== Stated exercise ==
Reproduce the lines below word for word, leaving out any pictures.

== Excerpts of pointing data ==
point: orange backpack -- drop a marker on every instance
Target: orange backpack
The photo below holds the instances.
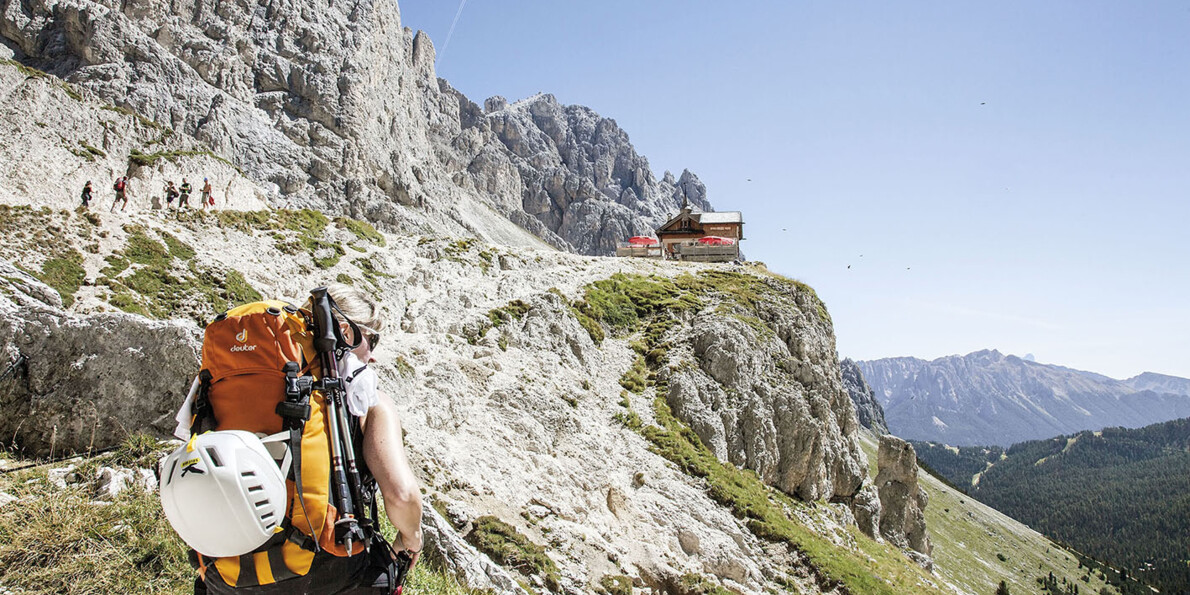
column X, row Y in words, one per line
column 260, row 371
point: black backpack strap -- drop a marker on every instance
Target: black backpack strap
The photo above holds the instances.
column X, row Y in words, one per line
column 204, row 414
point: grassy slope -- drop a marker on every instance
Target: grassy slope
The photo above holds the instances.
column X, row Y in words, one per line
column 970, row 538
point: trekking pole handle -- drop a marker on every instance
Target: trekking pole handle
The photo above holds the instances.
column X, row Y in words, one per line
column 324, row 323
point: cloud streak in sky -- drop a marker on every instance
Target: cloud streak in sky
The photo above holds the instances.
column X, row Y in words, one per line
column 451, row 32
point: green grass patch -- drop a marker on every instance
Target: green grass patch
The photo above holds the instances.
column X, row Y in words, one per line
column 511, row 549
column 64, row 274
column 615, row 584
column 699, row 584
column 116, row 264
column 177, row 249
column 763, row 511
column 362, row 230
column 162, row 280
column 57, row 542
column 636, row 380
column 369, row 270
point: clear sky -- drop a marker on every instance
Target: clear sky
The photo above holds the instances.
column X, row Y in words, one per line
column 1008, row 175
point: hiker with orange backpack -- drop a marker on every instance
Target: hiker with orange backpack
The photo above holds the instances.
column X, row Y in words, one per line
column 280, row 496
column 121, row 193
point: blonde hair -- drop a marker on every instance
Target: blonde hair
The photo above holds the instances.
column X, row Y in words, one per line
column 355, row 305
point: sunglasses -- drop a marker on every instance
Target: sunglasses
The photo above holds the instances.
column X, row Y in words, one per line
column 371, row 337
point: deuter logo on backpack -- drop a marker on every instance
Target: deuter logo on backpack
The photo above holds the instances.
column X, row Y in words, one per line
column 242, row 337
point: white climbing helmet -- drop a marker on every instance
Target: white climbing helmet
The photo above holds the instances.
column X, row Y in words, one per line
column 224, row 493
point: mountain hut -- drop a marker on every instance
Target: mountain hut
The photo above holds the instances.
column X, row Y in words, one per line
column 681, row 236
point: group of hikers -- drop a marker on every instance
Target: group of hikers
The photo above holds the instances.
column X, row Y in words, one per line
column 171, row 193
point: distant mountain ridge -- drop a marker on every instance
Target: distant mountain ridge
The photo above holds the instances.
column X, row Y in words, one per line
column 1119, row 495
column 988, row 398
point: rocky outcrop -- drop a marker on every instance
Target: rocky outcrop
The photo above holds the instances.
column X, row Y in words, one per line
column 338, row 106
column 74, row 393
column 462, row 559
column 868, row 409
column 766, row 398
column 988, row 398
column 902, row 501
column 578, row 175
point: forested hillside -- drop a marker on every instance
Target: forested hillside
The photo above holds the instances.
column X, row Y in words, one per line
column 1121, row 496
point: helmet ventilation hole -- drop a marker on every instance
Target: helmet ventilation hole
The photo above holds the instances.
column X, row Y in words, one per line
column 214, row 456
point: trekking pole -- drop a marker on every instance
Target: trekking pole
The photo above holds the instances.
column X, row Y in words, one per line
column 20, row 361
column 346, row 528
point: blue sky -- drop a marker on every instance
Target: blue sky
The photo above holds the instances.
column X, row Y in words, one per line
column 1007, row 175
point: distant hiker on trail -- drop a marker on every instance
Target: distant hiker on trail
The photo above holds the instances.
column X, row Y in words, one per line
column 267, row 490
column 185, row 199
column 207, row 199
column 121, row 193
column 170, row 193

== Result of this exercise ==
point: orange backpack -- drop a marker on every instance
Target: orange backpack
The photo below holds the instances.
column X, row Y in words, one per line
column 260, row 371
point: black backpack strap -- drop a marker on every instance
Target: black backpack strap
The photo above holds the instances.
column X, row Y in words, one per line
column 204, row 414
point: grassy slope -- drop a marker on every instance
Target: grassy slope
The photo above holds the instances.
column X, row Y in words, one per line
column 970, row 538
point: trekking pole handle -- drop a marker on every instance
Target: trekking pole handle
The photo above holds the instances.
column X, row Y in words, one per line
column 324, row 323
point: cloud streak in sky -- drop a marker on every instance
Target: cloud streak in sky
The photo above holds the instances.
column X, row Y in words, one per line
column 451, row 32
point: green grass patch -- drop a marker on every instance
Target: green grass patch
The photo above holds the instances.
column X, row Y in words, one per line
column 511, row 549
column 64, row 274
column 615, row 584
column 699, row 584
column 116, row 264
column 177, row 249
column 763, row 511
column 362, row 230
column 162, row 280
column 57, row 542
column 636, row 380
column 369, row 270
point: clear sky -- drop a marker on every instance
Target: clear sky
The photo above holds the instances.
column X, row Y in words, one per line
column 1008, row 175
point: hiker with orange backpack -- drop a marker on every instance
Target: hiker with orange backpack
The photo above holds the instances.
column X, row Y in words, one per line
column 280, row 496
column 121, row 193
point: blonde hair -- drop a marker on every instance
Target: blonde hair
The photo above holds the instances.
column X, row Y in words, one per line
column 355, row 305
point: sunglasses -- drop a marker on every instance
Target: sunglasses
The photo above holds the instances.
column X, row Y in words, one per line
column 371, row 337
point: deuter logo on backpack -- drop a marker on every instance
Target: deuter logo on backpack
The photo above holds the instances.
column X, row Y in words, one per line
column 242, row 337
point: white climbing helmet -- drop a marker on every instance
Target: white climbing helmet
The photo above holds the instances.
column X, row Y in words, one per line
column 224, row 493
point: mountain hut -- drop a marker on every instance
Target: mountain hut
The photo above holds the instances.
column X, row Y in words, one per line
column 681, row 236
point: group of hikers -- drop a marker on every instance
Target: group of hikers
The photo above holds the instances.
column X, row Y in words, one per line
column 171, row 193
point: distant mountain ridge -- drop a marker on every instance
Target: distant mountain ridge
The photo above holds the instances.
column X, row Y in words, one per line
column 1119, row 495
column 988, row 398
point: rocky outcrop -- drop a marker on every instance
Target: rocky outcrop
The photo above holds the instances.
column X, row Y in words, one per line
column 338, row 106
column 74, row 393
column 462, row 559
column 868, row 409
column 766, row 398
column 988, row 398
column 902, row 501
column 578, row 175
point: forested hillside -- drop a marker on every instance
Target: forested hillside
The photo above holds the instances.
column X, row Y in words, one per line
column 1121, row 496
point: helmet ventilation hole -- drop a marker on every instance
Target: helmet ventilation hole
The photo above holds the instances.
column X, row Y in words, one per line
column 214, row 456
point: trekking pole -- drop a marker on every instance
Target: trekking pole
The photo above holds the instances.
column X, row Y in words, one per line
column 20, row 361
column 346, row 528
point: blue sky -- drop a marker on every instance
Target: blue sky
The photo above holds the instances.
column X, row Y in words, one per line
column 1007, row 175
point: distant hiker on trail -- drop a marker on every instance
Target: distant hiker on trail
The photo above holds the instances.
column X, row Y in words, one per line
column 267, row 490
column 185, row 199
column 207, row 199
column 121, row 193
column 170, row 193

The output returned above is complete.